== Segment start ==

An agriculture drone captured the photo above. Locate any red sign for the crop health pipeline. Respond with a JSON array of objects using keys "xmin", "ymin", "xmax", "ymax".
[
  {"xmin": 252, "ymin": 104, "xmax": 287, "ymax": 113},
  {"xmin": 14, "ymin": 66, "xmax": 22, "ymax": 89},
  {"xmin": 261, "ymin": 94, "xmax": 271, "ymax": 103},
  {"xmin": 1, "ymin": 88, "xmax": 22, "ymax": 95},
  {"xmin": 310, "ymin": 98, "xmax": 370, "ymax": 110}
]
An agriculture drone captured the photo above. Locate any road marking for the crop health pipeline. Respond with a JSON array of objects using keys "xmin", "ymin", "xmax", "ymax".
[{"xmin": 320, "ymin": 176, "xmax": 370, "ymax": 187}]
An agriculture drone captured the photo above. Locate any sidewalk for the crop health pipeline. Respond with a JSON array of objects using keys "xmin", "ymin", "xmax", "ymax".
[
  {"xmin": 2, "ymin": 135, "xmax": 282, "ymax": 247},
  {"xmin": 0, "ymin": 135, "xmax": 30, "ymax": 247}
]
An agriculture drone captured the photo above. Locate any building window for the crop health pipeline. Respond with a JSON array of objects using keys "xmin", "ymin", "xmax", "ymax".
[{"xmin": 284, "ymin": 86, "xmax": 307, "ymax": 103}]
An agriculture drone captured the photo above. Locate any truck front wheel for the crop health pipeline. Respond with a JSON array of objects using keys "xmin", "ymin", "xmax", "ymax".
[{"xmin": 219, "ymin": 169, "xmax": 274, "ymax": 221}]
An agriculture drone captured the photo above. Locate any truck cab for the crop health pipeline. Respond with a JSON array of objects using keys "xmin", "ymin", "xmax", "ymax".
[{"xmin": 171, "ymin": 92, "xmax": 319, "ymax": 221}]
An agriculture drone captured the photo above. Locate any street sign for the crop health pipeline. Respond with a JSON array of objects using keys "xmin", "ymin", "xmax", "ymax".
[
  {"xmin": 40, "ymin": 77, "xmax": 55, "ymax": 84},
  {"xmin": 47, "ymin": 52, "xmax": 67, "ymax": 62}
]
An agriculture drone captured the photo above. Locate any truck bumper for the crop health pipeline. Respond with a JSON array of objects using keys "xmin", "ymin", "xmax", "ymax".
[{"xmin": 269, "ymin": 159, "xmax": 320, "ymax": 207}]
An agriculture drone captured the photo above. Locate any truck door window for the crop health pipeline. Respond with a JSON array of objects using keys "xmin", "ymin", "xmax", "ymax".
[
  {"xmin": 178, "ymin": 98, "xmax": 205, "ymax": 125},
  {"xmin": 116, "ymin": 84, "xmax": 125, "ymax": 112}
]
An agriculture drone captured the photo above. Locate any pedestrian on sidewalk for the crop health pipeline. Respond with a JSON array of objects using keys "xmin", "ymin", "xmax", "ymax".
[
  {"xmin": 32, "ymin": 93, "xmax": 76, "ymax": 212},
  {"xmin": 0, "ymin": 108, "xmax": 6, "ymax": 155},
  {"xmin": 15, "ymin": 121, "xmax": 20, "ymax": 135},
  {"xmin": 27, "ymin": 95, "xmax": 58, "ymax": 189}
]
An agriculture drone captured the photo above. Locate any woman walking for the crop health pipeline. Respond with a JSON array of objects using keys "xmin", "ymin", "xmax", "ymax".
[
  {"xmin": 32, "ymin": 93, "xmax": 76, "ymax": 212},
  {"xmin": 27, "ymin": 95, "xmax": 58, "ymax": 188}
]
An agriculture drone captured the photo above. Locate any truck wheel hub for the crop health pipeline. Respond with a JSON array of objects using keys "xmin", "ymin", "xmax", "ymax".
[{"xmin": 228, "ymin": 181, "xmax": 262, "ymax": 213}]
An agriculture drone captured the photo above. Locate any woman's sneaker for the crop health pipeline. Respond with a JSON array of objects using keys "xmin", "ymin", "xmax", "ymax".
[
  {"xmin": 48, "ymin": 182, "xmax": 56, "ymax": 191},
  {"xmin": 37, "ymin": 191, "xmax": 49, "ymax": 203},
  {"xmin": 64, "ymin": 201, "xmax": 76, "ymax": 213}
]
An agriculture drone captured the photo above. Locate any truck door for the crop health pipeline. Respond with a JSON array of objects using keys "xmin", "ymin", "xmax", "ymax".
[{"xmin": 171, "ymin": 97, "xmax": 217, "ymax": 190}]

== Segment end ==
== Segment start ==

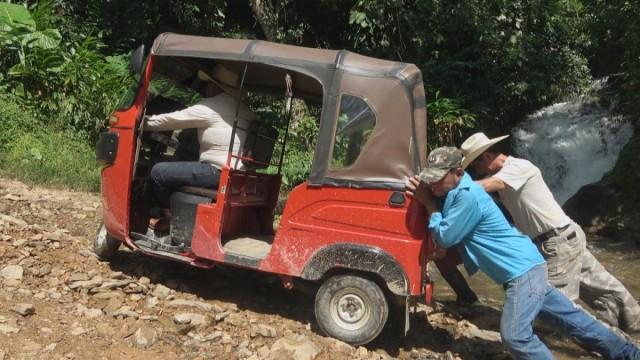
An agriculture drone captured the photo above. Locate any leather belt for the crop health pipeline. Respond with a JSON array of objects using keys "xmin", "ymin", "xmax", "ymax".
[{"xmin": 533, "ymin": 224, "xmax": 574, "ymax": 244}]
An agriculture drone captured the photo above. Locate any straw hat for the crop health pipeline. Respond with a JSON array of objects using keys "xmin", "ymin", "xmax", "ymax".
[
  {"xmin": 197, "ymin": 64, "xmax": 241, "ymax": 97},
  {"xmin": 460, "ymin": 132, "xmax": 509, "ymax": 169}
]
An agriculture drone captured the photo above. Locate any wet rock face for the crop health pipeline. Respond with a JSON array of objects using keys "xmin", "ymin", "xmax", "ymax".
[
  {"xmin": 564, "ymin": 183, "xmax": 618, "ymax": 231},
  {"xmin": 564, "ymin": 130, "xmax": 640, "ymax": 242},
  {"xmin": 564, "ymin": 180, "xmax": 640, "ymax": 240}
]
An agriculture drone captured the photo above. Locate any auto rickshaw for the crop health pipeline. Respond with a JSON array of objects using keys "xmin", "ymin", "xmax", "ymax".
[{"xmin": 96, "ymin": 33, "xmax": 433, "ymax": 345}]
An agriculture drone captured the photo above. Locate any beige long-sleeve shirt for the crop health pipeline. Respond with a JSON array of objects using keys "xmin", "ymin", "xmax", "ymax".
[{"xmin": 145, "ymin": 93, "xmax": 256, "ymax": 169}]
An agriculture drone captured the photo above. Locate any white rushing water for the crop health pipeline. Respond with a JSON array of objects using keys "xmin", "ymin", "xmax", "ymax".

== Segment end ==

WHAT THE TASK REQUIRES:
What is needed is an exact copy of the lines above, from the one containing "An agriculture drone captured the photo above. Locate any straw" through the one containing "An agriculture drone captured the photo above. Locate any white", with nothing added.

RESPONSE TO THIS TASK:
An agriculture drone captured the photo above. Locate any straw hat for the crop health pipeline. Respond with a JSON array of objects using keys "xmin", "ymin", "xmax", "ymax".
[
  {"xmin": 197, "ymin": 64, "xmax": 241, "ymax": 97},
  {"xmin": 460, "ymin": 132, "xmax": 509, "ymax": 169}
]
An agriculture drone captured the photo above. Locate any wet rock face for the crop health pipeline. Respond with a JSON array of objects using keys "xmin", "ymin", "xmax", "ymax".
[
  {"xmin": 564, "ymin": 183, "xmax": 618, "ymax": 231},
  {"xmin": 564, "ymin": 130, "xmax": 640, "ymax": 242},
  {"xmin": 564, "ymin": 180, "xmax": 640, "ymax": 240}
]
An agriculture drone captured the photo above. Locate any auto rickshaw for the crop health pipeline. Respond with a JSON array of objects using keys "xmin", "ymin", "xmax", "ymax".
[{"xmin": 96, "ymin": 33, "xmax": 433, "ymax": 345}]
An agriculture drone captured the photo above. Locate any beige long-sleeve shirt for the crop health pipeline. Respond with a JSON array of objects using keys "xmin", "ymin", "xmax", "ymax".
[{"xmin": 145, "ymin": 93, "xmax": 256, "ymax": 169}]
An agriculture drone captured the photo above. Locate any white rushing water for the crop health pipeline. Respond with a JSON array of objects using keys "xmin", "ymin", "xmax", "ymax".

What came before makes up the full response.